[Free-text object descriptions]
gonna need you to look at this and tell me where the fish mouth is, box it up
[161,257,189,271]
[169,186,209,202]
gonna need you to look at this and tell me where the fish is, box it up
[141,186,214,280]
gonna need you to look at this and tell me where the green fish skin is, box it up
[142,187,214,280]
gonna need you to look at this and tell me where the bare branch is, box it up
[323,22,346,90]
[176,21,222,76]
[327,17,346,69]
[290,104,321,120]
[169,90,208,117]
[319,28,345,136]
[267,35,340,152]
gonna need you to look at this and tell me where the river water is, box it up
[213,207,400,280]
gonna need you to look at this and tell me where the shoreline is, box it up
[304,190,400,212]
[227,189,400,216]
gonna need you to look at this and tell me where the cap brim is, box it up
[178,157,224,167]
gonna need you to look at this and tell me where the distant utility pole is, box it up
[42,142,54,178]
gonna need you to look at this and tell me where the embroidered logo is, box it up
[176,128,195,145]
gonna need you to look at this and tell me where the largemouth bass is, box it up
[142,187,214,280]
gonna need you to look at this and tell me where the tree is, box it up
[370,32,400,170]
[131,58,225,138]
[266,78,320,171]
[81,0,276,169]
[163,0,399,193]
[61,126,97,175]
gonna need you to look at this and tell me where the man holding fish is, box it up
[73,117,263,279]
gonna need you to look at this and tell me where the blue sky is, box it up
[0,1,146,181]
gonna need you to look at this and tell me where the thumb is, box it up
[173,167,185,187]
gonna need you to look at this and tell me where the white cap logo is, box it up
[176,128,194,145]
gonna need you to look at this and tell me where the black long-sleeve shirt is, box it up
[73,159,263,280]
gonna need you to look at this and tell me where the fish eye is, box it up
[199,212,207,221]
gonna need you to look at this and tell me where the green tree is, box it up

**TASK:** Write the records out once more. Change nothing.

**EXERCISE SOLUTION:**
gonna need you to look at this and tell me where the fish mouth is, box it up
[161,257,189,271]
[169,186,209,202]
gonna need you to look at this and tell me where the fish is, box it up
[141,186,214,280]
gonna need you to look at this and tell me where the green fish skin is, box it up
[142,187,214,280]
gonna need you to look at this and tell me where the bare branch is, box it up
[323,22,346,90]
[176,21,222,76]
[327,17,346,69]
[290,104,321,120]
[169,90,208,117]
[319,28,345,136]
[267,35,340,152]
gonna need you to look at this and tell me where the river water is, box it up
[213,207,400,280]
gonna need you to look at this and tell me where the shoreline is, box it up
[304,190,400,212]
[227,189,400,216]
gonna need you to look at this and tell me where the cap brim is, box it up
[178,157,224,167]
gonna need you to look at this and tell me where the distant utility pole is, box it up
[42,142,54,178]
gonna need you to look at this and tell me where the embroidered logo is, box it up
[176,128,195,145]
gonna need you to look at this and tell me where the largemouth bass is, box it up
[142,187,214,280]
gonna need you to look at this and tell me where the tree is, box it up
[370,32,400,170]
[131,58,225,138]
[266,78,320,171]
[81,0,276,169]
[163,0,399,193]
[61,126,97,175]
gonna need you to look at this and tell me where the man holding fish is, box it up
[73,117,263,279]
gonna need you to look at this and tell me where the blue sky is, box it up
[0,1,146,181]
gonna need you to look at this and tell me where the thumb is, box it up
[173,167,185,187]
gonna need you to look at this and tell me where the white cap logo is, box it up
[176,128,194,145]
gonna need you to look at this and tell me where the black long-sleeve shirt is, box it up
[73,159,263,280]
gonna need you to look at this and tell me where the fish eye is, box it up
[199,212,207,221]
gonna need you to look at this and tell me where the green tree is, box it up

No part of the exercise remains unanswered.